[Dataset records about object locations]
= = = =

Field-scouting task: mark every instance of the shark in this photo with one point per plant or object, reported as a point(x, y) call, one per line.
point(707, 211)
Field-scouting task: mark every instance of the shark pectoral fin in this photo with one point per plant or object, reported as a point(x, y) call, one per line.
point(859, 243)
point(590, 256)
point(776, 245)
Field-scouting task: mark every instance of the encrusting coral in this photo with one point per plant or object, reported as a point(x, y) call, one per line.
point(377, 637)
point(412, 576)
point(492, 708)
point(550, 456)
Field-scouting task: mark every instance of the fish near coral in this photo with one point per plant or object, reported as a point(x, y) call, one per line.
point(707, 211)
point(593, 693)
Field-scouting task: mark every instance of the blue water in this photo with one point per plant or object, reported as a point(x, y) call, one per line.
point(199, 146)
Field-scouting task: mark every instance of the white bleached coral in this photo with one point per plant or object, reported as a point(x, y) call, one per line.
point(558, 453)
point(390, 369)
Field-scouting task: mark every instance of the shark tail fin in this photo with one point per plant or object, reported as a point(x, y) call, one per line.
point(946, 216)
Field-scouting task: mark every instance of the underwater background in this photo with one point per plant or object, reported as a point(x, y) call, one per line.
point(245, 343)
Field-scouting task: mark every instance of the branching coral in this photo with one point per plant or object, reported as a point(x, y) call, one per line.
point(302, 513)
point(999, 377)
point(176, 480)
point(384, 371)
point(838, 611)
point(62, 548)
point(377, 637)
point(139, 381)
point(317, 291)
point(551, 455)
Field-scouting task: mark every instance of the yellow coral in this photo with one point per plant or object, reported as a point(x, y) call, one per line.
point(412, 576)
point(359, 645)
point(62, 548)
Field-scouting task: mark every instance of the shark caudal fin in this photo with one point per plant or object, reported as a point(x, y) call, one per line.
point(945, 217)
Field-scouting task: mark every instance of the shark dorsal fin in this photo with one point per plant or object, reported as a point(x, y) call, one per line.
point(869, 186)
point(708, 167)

= = = =

■ DIRECTIVE
Arrange the data as a Markdown table with the columns No. and Line, starting at the first line and ending at the line that contains "point(199, 146)", with both included. Give each line its own row and leave out blank lines.

■ COMPLETE OUTPUT
| No. | Line |
|---|---|
| 1 | Field-scouting task: mark every instance of the shark in this photo with one point per plant or object, reported as a point(x, y) call, one per line. |
| 2 | point(707, 211) |
| 3 | Field-scouting task: mark every instance of the shark pectoral fin in this photo with one point per plant or object, reported as a point(x, y) call, one per line. |
| 4 | point(859, 243) |
| 5 | point(590, 256) |
| 6 | point(776, 245) |
| 7 | Field-scouting task: mark every instance of the encrusting coral in this photo with one point per plant or object, reported as a point(x, y) call, one per line. |
| 8 | point(377, 637) |
| 9 | point(412, 576) |
| 10 | point(492, 708) |
| 11 | point(550, 456) |
| 12 | Field-scouting task: mark every instance of the fish near coral in this photo with one point per plant or object, reported as a point(x, y) call, one per line. |
| 13 | point(707, 211) |
| 14 | point(593, 693) |
| 15 | Field-scouting task: mark every instance of the blue water in this photo with one point per plant or object, reported as a point(x, y) call, one per line. |
| 16 | point(199, 146) |